REQUIRED TASKS:
- 1) Read the text on hadith and the Qur’an in Islamic law and decide whether each of these statements agrees with it: (a) the Qur’an is regarded as the direct revelation from God; (b) hadith were compiled during the Prophet’s lifetime; (c) every ruling based on hadith is also mentioned in the Qur’an. Answer each with yes or no and quote the words of the text that decide it.
- 2) Write the next part of the text on hadith and the Qur’an in Islamic law, beginning right after its last sentence.
— Begin EXTRACT TO READ —
The Status of Hadith and the Qur’an in Islamic Law: A Case Study of Male and Female Circumcision

Introduction
IRWANS.com & SEJARAHID In Islamic practice, the Qur’an and hadith (the sunnah of Prophet Muhammad ﷺ) are often used as sources of law. However, their status is not always the same. The Qur’an is regarded as the direct revelation from God, guaranteed to remain preserved until the end of time. Hadith, on the other hand, are records of the Prophet’s words and practices that were compiled after his death.

In reality, many rulings are not mentioned in the Qur’an but become “obligatory” because they are based on hadith. This creates a long-standing debate, especially when a ruling has no explicit basis in the Qur’an.
— End EXTRACT TO READ —
— Begin DATASET EXTRACT —
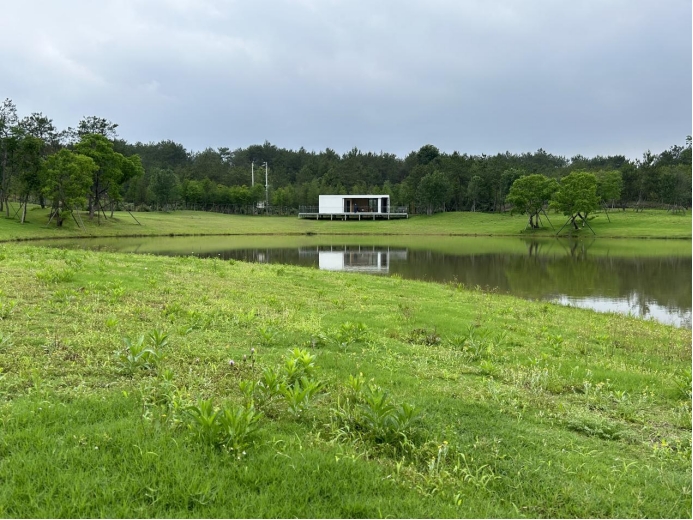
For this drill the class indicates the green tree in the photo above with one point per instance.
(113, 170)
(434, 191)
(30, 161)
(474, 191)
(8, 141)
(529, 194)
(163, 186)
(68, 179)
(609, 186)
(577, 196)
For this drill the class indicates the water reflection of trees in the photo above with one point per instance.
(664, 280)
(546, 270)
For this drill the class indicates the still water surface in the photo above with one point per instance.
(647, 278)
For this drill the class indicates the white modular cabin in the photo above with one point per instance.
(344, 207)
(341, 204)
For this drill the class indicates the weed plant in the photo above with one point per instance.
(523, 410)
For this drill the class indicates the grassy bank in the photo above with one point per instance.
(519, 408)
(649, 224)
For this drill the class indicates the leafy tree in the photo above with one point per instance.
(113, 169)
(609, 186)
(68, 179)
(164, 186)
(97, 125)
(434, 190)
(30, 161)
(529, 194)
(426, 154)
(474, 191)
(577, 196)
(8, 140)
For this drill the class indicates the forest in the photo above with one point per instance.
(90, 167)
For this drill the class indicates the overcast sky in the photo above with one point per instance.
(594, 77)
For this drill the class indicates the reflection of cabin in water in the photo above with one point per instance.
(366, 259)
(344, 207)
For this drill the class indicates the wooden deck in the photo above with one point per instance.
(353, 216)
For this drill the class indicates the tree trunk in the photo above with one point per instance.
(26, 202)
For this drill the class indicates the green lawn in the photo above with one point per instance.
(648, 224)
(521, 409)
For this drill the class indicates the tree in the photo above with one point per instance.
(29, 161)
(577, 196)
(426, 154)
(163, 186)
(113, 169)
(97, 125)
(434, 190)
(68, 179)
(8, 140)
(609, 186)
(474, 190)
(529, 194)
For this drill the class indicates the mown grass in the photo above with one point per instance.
— End DATASET EXTRACT —
ANSWERS BELOW:
- 1)
(a) Yes: "The Qur’an is regarded as the direct revelation from God"
(b) No: "compiled after his death"
(c) No: "many rulings are not mentioned in the Qur’an but become “obligatory” because they are based on hadith"

- 2)
For example, in the case of circumcision: since there is no verse (nash) in the Qur’an, some Muslim scholars—particularly from the Hanafi and Maliki schools—do not regard circumcision as obligatory. Their stance is often misunderstood by those who accuse them of rejecting the sunnah, even though this is not the case. Such accusations usually come from people unaware of the diversity within the four schools of thought.

Some claim that refusing to use hadith where no Qur’anic text exists means rejecting the sunnah. However, there are two possibilities: first, the person might simply lack sufficient knowledge; second, they may indeed deny God’s guidance intentionally.

Case Examples: Stoning and Circumcision
A clear example is the punishment of stoning (rajm). The Qur’an does not prescribe stoning as a punishment for adultery. Yet, hadith narrations mention that the Prophet Muhammad ﷺ once applied it. As a result, some Muslims accept stoning as valid law, while others reject it because it lacks Qur’anic support.

Another case, closer to daily life, is circumcision. No Qur’anic verse explicitly commands it. However, because hadith record that the Prophet was circumcised and encouraged the practice, most Muslims consider it obligatory.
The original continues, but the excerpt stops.